### WHAT THIS TASK INVOLVES
Please quote word for word the part of the interview transcript below on Confederate statues, starting with "And so the castings" and going on through "a new mold.".

### SELECTED PASSAGE
Actually, the molds decay over time, and the more you use them, the less true they are to the original one.
And so the castings that we have, we have run all the statues can be run on the present molds.
So if we did more, we'd have to start over again with a new mold.
As far as private property, I can't say that we've ever been asked to do that, so I don't know what the answer would be to that.
I guess it would depend on what the proposal was.
But all the ones that we've done so far have been on public property.
What was the production cost, give or take, for making the statues?
Probably about 10,000 apiece.
In terms of the SCV, I Obviously, you need to have a biological tie to a Confederate ancestor, and as you point out, the farther back you go, the odds are pretty high that you have a Confederate ancestor, even if you don't know it, particularly because of intermarriage, you know, between Northern and Southern people in the years after the war as people traveled around more.
So, I mean, you probably have ancestors from both the Union and the Confederacy if your family's been in the country long enough.
Right.
That's pretty common, actually.
One of our officers is an officer in the Sons of Union Veterans, as well as being an officer in the Sons of Confederate Veterans.
And again, as you pointed out, I mean, a lot of these monuments were put together, the original monuments were put together by efforts of both Union and Confederate soldiers.
Well, the one in Atlanta, I think, is an outstanding one.
It's a really wonderful piece of art.
And if you come to Atlanta, you need to go to Piedmont Park and take a look at it.
It's right near one of the main gates off Piedmont Road.
And it's a very, very elegant monument.
And the sentiment is that we are one nation.
And that, of course, is offensive, apparently, to our moral superiors today.
After all, who can possibly have union with the rebels?
Right.
Has the SCV or Heritage Protection Groups more broadly seen any kind of an influx after 2020?
Did people get angry and try to do more to defend these monuments or do you think a lot of people just sort of took it?
I think a lot of people were very irritated.

### RECORDS SHOWN
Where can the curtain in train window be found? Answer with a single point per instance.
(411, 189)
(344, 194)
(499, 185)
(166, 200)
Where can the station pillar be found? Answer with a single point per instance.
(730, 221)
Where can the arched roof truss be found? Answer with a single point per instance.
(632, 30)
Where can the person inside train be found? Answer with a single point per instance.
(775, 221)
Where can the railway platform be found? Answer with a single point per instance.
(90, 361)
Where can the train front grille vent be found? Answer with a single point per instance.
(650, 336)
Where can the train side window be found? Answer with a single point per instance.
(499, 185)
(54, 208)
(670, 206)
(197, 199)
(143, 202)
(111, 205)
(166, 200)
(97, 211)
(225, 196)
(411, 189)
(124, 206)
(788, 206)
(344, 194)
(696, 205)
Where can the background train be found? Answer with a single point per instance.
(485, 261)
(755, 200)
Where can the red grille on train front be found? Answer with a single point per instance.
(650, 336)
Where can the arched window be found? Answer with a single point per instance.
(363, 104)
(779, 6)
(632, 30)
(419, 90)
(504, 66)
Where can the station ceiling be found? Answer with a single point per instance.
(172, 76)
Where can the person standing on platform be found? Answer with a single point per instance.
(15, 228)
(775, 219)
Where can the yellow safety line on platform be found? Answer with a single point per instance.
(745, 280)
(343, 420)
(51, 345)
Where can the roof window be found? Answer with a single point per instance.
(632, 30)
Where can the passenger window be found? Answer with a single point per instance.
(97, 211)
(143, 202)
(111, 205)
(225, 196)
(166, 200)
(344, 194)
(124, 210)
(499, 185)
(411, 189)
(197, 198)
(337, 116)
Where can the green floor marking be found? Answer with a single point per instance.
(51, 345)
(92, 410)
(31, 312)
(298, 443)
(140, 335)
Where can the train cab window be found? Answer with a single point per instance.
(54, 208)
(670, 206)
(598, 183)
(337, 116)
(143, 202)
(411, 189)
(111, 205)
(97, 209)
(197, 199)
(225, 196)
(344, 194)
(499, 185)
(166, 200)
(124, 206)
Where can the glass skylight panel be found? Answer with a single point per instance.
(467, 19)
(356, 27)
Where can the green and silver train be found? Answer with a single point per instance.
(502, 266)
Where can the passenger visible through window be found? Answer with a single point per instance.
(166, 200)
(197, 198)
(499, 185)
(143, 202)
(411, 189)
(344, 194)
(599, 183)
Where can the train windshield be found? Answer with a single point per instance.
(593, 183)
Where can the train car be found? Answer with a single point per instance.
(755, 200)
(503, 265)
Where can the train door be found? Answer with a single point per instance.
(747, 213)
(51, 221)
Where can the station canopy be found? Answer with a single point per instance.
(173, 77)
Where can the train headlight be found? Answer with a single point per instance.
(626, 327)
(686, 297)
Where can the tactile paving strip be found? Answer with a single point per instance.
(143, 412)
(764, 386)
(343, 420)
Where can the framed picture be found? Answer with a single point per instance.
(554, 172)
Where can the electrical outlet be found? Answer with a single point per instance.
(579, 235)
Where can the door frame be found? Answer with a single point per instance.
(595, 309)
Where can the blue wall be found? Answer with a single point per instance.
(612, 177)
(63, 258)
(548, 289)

### WRITTEN ANSWER
And so the castings that we have, we have run all the statues can be run on the present molds.
So if we did more, we'd have to start over again with a new mold.